Instruction:
Present each line of the records below as a numbered list, skipping any blank lines.

Data provided:
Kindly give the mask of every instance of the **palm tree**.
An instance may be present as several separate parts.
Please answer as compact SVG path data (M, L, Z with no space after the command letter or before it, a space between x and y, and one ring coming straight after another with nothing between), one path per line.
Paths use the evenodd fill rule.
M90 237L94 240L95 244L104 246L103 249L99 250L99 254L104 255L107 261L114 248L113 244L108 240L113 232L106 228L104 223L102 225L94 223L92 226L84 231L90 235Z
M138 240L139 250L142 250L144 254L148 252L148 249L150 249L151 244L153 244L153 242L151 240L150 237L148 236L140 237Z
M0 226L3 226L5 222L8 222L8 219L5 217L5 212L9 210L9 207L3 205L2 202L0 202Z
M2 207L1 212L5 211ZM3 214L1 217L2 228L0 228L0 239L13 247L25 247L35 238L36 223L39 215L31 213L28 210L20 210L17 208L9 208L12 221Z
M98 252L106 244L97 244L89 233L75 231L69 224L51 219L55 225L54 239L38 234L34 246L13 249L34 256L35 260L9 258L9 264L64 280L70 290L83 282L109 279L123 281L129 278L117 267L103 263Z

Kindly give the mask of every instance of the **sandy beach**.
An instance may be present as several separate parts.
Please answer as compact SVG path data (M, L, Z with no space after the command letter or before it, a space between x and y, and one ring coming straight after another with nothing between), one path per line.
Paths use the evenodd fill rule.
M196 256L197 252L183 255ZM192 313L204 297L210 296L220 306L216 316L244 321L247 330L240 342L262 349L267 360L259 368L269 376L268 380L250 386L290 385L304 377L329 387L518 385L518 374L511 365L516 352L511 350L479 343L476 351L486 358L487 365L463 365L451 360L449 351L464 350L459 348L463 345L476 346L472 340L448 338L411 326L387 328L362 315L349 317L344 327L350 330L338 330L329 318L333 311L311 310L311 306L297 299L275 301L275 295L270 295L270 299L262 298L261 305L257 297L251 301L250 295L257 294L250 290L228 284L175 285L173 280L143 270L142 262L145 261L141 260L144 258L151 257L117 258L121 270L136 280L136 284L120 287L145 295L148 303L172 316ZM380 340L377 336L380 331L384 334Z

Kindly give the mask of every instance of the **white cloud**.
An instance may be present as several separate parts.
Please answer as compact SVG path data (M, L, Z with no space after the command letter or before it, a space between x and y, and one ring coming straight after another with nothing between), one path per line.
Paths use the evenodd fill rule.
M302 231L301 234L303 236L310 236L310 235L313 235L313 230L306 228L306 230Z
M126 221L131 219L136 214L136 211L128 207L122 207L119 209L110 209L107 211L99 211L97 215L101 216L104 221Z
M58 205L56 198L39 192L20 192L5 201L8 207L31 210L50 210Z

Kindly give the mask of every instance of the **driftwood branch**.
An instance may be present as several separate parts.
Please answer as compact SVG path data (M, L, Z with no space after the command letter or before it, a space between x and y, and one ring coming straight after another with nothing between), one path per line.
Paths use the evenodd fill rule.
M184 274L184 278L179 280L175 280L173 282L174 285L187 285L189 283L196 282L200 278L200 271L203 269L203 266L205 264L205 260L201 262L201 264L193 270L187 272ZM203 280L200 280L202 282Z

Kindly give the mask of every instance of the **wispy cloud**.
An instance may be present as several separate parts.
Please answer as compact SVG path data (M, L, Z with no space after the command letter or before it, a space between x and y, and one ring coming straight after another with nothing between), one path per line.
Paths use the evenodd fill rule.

Full answer:
1. Kindly give the mask of every instance of the **palm tree**.
2. An instance may be present as several separate parts.
3. Please answer as compact SVG path data (M, L, Z with no space after the command letter or before it, a space between x and y, and one ring coming straight after another with nothing between), one path per line.
4. Paths use the evenodd fill rule.
5. M90 237L94 240L95 244L104 246L103 249L99 250L99 254L104 255L107 261L114 248L113 244L108 240L113 232L106 228L104 223L102 225L94 223L92 226L84 231L90 235Z
6. M138 240L139 250L142 250L144 254L148 252L148 249L150 249L151 244L153 244L153 242L151 240L150 237L148 236L140 237Z
7. M0 226L3 226L5 222L8 222L8 219L5 217L5 212L9 210L9 207L3 205L2 202L0 202Z
8. M2 207L1 212L5 211ZM3 214L1 217L2 228L0 228L0 239L13 247L25 247L35 238L36 223L39 215L31 213L28 210L20 210L17 208L9 208L12 221Z
9. M98 252L106 244L97 244L89 233L75 231L69 224L51 219L55 225L54 239L38 234L34 246L13 249L34 256L35 260L9 258L9 264L64 280L70 290L83 282L109 279L123 281L129 278L117 267L103 263Z
10. Kindly give the mask of every instance of the **sandy beach**.
11. An instance may be present as several separate parts.
12. Please answer as compact SVG path data (M, L, Z with no space after the command letter or before it, a space between x and y, and one ring coming straight after another with nothing between), one path per line.
13. Paths use the evenodd fill rule.
14. M196 256L197 252L183 255ZM192 313L204 297L210 296L220 306L216 316L244 321L247 330L240 342L262 349L267 360L259 368L269 376L268 380L250 386L290 385L304 377L329 387L518 385L518 374L511 365L516 352L511 350L479 343L476 351L486 358L487 365L463 365L451 360L449 351L464 350L459 348L463 345L476 346L472 340L448 338L411 326L387 328L362 315L349 317L344 327L350 330L338 330L329 318L333 311L311 310L311 306L297 299L275 301L275 295L270 295L270 299L262 298L261 305L257 297L251 301L250 295L257 294L250 290L228 284L175 285L173 280L143 270L142 262L145 261L141 260L144 258L151 257L117 258L121 270L136 280L136 284L120 287L145 295L148 303L172 316ZM380 340L377 336L380 331L384 334Z
15. Kindly give the mask of every instance of the **white cloud**.
16. An instance may be present as several separate parts.
17. Please answer as compact SVG path data (M, L, Z with no space after the command letter or before it, a space between x and y, and one ring coming straight after another with nothing between), one path per line.
18. Paths use the evenodd fill rule.
19. M302 231L301 234L303 236L310 236L310 235L313 235L313 230L306 228L306 230Z
20. M126 221L131 219L136 214L136 211L128 207L122 207L119 209L110 209L107 211L99 211L97 215L101 216L104 221Z
21. M58 205L56 198L39 192L20 192L5 201L8 207L31 210L50 210Z
22. Kindly give the mask of every instance of the **driftwood branch**.
23. An instance may be present as several separate parts.
24. Please answer as compact SVG path data (M, L, Z with no space after the command letter or before it, a space between x and y, and one ring coming straight after another with nothing between), one path per line.
25. Paths use the evenodd fill rule.
26. M184 274L184 278L179 280L175 280L173 282L174 285L187 285L189 283L196 282L200 278L200 271L203 269L203 266L205 264L205 260L201 262L201 264L193 270L187 272ZM203 280L200 280L202 282Z
27. Kindly give the mask of every instance of the **wispy cloud**.
28. An instance may be present as several separate parts.
29. Please answer as compact SVG path data (M, L, Z with no space after the command letter or before it, a space between x and y, and one ring coming straight after another with nothing between), one path per line.
30. Paths use the evenodd fill rule.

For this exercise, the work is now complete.